::: Dataset records

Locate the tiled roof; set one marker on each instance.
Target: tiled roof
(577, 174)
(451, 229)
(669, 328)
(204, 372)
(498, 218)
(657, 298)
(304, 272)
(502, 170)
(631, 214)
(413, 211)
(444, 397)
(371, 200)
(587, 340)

::::::

▸ Your assignment:
Transcribe each entry. Leave nothing out.

▸ Response area:
Locate the tiled roof; set one marker on each instance.
Target: tiled roof
(577, 174)
(451, 229)
(669, 328)
(204, 372)
(498, 218)
(657, 298)
(304, 272)
(502, 170)
(631, 214)
(413, 211)
(444, 397)
(371, 200)
(587, 340)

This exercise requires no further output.